Source document:

*-*-*

The bill would amend the Wild and Scenic Rivers Act to: (1) decrease the length of a segment of the Lower Merced River in California designated as a wild and scenic river; and (2) revise provisions concerning the water surface level of Lake McClure in Mariposa County, California.

==Congressional Budget Office report==
This summary is based largely on the summary provided by the Congressional Budget Office, a public domain source.

H.R. 3964 would amend the Central Valley Project Improvement Act and the San Joaquin River Restoration Settlement Act to change water management plans and environmental restoration goals for the Central Valley region in California. The bill would authorize the Bureau of Reclamation to convert some water service contracts to accelerated repayment contacts, which would increase receipts to the federal government in the first few years after enactment, but reduce receipts in subsequent years. Staff of the Joint Committee on Taxation estimates that some of those accelerated payments would be financed with bonds exempt from federal taxation, leading to a revenue loss. The bill also would impose a specified timeline for water transfers among the Central Valley Project contractors and would deem certain water transfers to have met the requirements of some environmental laws. CBO expects that those changes would result in more water transfers, leading to additional offsetting receipts of $1 million annually.

==Procedural history==
The Sacramento-San Joaquin Valley Emergency Water Delivery Act was introduced into the United States House of Representatives on January 29, 2014, by Rep. David Valadao (R-CA). It was referred to the United States House Committee on Natural Resources. The bill was sponsored by the California Republican congressmen - all 15 of them. On February 5, 2014, the House voted in Roll Call Vote #50 to pass the bill 229–191.

*-*-*

Given material:
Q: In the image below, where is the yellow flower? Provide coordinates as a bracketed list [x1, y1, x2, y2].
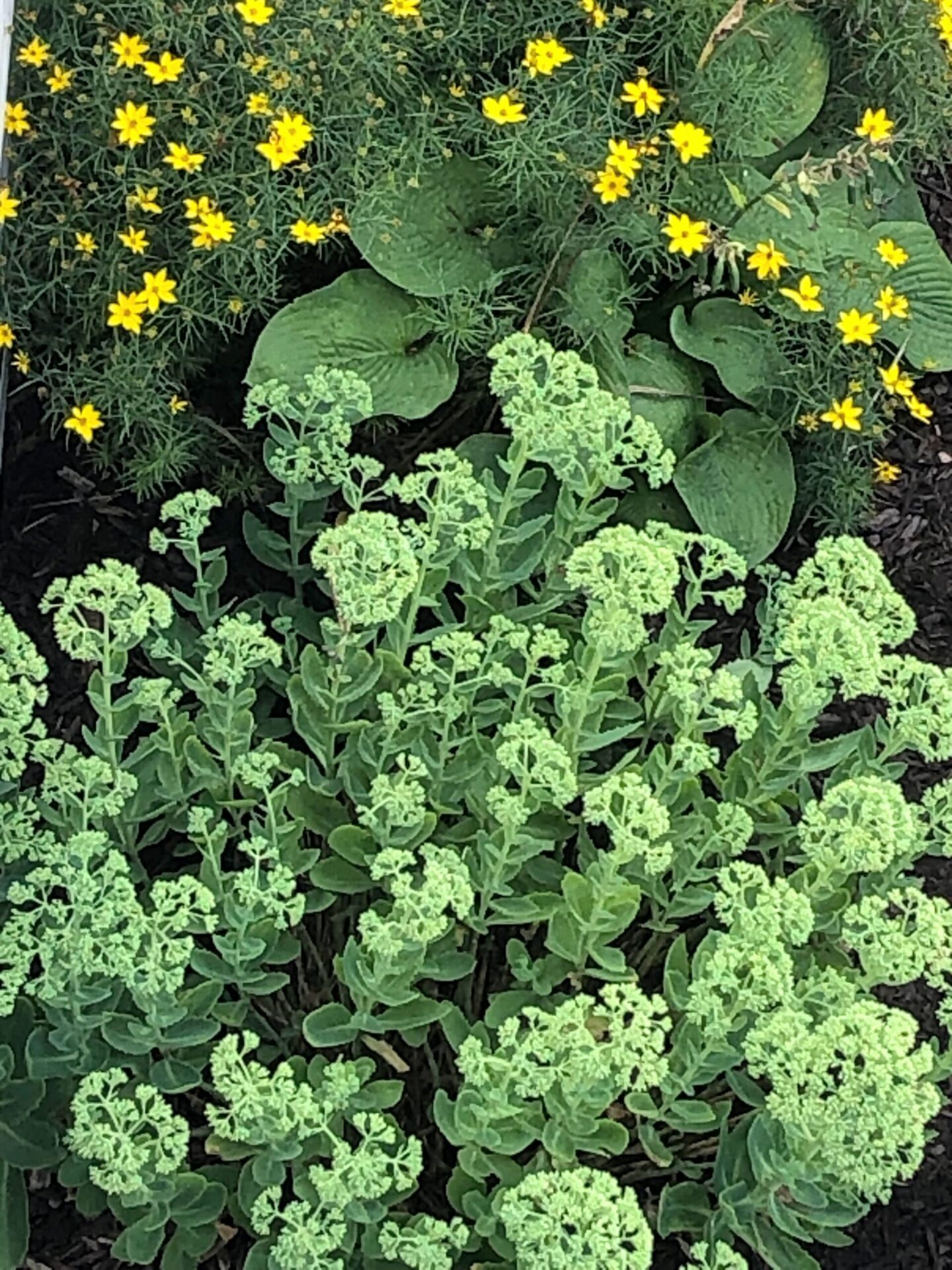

*-*-*

Exercise set:
• A. Say whether each statement below agrees with the H.R. 3964 summary. For each one, answer yes or no and quote the exact words from the summary that decide it.
(i) Rep. David Valadao introduced the bill in the House.
(ii) The House passed the bill by a vote of 229–191.
(iii) CBO expects the changes to bring additional offsetting receipts of $10 million annually.
• B. Swap "decrease" for "increase" in the H.R. 3964 summary, and write out the passage that starts at "The bill would amend" and ends at "public domain source.".

Answers to the tasks:
• A.
(i) Yes: "introduced into the United States House of Representatives on January 29, 2014, by Rep. David Valadao (R-CA)"
(ii) Yes: "the House voted in Roll Call Vote #50 to pass the bill 229–191"
(iii) No: "leading to additional offsetting receipts of $1 million annually"

• B.
The bill would amend the Wild and Scenic Rivers Act to: (1) increase the length of a segment of the Lower Merced River in California designated as a wild and scenic river; and (2) revise provisions concerning the water surface level of Lake McClure in Mariposa County, California.

==Congressional Budget Office report==
This summary is based largely on the summary provided by the Congressional Budget Office, a public domain source.